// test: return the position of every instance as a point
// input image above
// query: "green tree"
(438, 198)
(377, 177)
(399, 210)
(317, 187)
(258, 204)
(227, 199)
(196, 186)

**Exercise objective**
Convert the listing above into a two-column CSV headed input and output, with one row for each block. Put the block's wording under input and its answer under output, quote every field, and replace each line break with a space.

**Output for this exercise**
input,output
"// test: return the position of every instance as a point // input image above // query: ""green tree""","(438, 198) (377, 177) (399, 210) (317, 187) (258, 204) (227, 199) (196, 186)"